WORK REQUEST ::
Through the last line of the entries, please copy every line exactly, starting with the one that contains "Practice. Spot the glass display".

Region pointing data
☆ ☆ ☆ ☆ ☆

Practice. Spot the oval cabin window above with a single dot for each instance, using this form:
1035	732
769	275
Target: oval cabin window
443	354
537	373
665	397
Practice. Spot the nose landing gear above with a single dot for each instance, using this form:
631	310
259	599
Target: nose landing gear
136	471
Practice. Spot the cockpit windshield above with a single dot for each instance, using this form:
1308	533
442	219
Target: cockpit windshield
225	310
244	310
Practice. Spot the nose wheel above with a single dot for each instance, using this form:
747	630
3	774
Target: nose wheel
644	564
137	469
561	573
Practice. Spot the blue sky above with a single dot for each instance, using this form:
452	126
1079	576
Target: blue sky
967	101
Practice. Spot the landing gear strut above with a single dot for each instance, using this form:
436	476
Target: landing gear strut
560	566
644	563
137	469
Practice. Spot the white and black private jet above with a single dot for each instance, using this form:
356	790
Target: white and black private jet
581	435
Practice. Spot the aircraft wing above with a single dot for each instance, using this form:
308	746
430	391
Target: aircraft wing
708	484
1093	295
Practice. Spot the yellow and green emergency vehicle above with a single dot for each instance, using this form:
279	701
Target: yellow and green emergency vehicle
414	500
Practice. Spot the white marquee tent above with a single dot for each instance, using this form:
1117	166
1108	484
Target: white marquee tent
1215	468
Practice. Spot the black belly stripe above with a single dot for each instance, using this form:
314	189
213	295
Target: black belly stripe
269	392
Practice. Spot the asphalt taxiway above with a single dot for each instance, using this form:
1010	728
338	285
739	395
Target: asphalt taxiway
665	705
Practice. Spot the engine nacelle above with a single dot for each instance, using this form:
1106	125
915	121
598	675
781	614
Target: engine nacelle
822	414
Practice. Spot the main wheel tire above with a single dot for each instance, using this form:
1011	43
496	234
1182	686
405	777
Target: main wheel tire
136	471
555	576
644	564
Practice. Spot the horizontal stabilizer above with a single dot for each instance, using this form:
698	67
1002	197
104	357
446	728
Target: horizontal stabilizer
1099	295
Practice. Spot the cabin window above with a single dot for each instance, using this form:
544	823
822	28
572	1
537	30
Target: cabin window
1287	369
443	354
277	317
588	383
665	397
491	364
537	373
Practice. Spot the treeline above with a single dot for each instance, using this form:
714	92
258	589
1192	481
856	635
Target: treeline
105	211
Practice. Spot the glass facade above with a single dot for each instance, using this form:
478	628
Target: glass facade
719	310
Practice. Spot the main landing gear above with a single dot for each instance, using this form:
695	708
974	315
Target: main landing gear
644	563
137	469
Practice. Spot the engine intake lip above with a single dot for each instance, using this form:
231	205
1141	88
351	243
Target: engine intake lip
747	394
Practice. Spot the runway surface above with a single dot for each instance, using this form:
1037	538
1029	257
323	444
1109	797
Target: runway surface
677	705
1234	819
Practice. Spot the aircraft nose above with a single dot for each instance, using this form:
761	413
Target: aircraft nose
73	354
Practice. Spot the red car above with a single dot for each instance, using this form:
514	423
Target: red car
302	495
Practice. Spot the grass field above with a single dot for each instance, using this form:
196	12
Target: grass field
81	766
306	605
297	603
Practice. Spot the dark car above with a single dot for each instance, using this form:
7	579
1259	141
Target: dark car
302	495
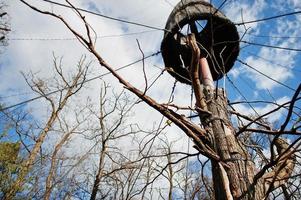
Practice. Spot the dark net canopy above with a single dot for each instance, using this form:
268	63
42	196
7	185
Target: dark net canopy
217	38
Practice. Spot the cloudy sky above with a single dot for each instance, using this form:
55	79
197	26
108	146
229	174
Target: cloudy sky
35	38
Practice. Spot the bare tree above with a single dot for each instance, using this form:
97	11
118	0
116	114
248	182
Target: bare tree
4	24
229	149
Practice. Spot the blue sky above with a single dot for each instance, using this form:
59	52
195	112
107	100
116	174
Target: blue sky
35	38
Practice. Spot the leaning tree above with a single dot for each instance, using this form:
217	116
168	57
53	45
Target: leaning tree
198	59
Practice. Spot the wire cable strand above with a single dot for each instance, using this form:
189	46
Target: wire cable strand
269	18
270	46
87	80
263	74
107	17
74	38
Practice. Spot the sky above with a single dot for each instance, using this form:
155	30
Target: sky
36	38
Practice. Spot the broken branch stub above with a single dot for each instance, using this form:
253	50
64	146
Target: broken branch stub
218	40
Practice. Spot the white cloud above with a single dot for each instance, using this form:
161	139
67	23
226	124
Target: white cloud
263	109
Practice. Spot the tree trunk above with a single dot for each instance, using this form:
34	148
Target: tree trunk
234	178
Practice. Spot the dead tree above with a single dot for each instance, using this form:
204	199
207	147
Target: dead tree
234	172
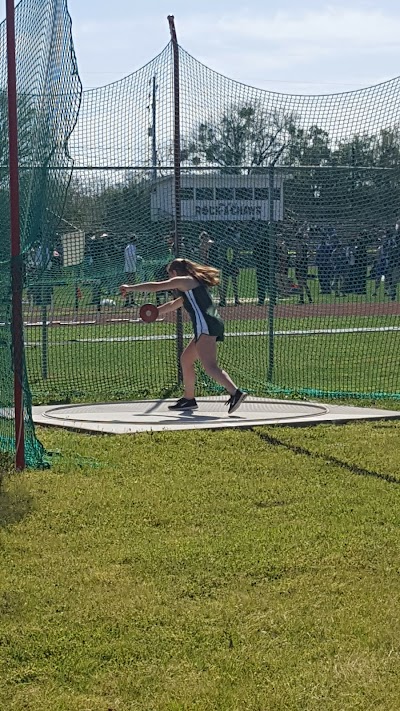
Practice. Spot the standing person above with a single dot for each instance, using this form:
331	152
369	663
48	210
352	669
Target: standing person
393	267
192	282
228	258
130	267
97	261
282	268
324	265
379	267
204	247
261	262
339	263
301	270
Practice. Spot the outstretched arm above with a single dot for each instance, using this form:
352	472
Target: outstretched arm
184	283
170	306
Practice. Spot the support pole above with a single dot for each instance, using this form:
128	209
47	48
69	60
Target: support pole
153	128
16	257
271	275
177	183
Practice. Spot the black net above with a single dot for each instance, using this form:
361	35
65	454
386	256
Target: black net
48	96
293	198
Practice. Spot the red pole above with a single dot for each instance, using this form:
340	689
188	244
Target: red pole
16	258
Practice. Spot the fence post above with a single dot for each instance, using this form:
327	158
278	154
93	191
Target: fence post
271	275
177	183
15	239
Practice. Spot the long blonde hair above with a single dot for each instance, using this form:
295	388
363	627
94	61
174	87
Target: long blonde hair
200	272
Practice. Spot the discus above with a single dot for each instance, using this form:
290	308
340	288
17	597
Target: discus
148	313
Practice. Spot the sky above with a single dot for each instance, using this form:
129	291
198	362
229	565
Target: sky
294	47
309	47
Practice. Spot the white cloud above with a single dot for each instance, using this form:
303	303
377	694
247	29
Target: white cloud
329	25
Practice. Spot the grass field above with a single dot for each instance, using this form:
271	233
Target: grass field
97	363
123	360
257	573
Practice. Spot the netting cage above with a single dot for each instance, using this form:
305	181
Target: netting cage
295	199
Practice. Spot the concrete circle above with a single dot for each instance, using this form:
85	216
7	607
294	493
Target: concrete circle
145	415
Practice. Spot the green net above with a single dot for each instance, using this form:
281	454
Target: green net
48	96
293	198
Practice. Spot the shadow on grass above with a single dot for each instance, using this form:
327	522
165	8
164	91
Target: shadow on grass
14	505
352	468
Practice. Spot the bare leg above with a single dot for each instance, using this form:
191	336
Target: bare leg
223	289
188	359
235	288
206	348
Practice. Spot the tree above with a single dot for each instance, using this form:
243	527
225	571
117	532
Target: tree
244	138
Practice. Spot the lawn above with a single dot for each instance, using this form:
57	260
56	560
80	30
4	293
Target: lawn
259	572
84	364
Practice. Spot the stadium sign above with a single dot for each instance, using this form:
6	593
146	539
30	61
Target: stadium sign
218	198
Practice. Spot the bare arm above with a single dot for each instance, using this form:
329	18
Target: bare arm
184	283
170	306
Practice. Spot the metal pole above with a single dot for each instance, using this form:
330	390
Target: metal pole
153	130
271	275
44	338
16	257
177	183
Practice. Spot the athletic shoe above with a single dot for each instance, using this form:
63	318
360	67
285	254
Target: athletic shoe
235	401
184	404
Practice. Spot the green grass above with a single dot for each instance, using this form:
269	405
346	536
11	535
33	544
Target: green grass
339	363
342	364
257	573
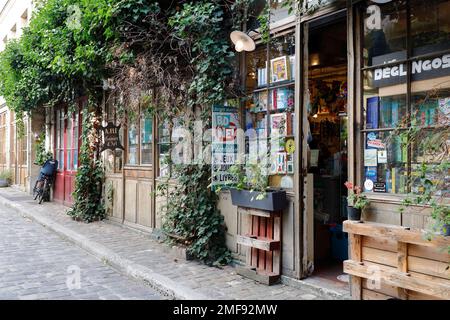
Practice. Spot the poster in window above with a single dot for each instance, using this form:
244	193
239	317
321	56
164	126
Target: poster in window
225	122
279	69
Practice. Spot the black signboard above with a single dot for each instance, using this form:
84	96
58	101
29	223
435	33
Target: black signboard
421	69
379	187
111	138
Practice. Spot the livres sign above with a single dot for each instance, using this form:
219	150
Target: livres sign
111	138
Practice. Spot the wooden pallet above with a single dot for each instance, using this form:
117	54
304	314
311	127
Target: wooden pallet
393	262
263	242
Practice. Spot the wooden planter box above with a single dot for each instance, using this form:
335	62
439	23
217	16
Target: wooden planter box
273	200
394	262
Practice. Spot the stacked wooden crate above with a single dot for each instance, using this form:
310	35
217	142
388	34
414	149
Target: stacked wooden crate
394	262
263	242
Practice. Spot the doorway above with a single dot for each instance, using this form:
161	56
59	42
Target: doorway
325	114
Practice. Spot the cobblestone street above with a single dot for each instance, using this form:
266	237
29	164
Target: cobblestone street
37	264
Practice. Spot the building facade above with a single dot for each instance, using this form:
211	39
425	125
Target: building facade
16	150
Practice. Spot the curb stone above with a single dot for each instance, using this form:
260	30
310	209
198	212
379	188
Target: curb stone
158	282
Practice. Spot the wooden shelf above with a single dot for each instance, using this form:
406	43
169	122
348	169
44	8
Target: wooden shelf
261	276
258	242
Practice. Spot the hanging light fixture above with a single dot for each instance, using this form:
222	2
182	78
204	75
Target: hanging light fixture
242	41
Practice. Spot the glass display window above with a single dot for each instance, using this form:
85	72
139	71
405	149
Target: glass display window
269	109
406	96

☆ ☆ ☆ ☆ ☆

WRITTEN ANSWER ::
Practice. Spot the glass display window above with a single dot for each instance, using this form:
85	72
139	71
405	149
Target: glass display window
269	109
406	96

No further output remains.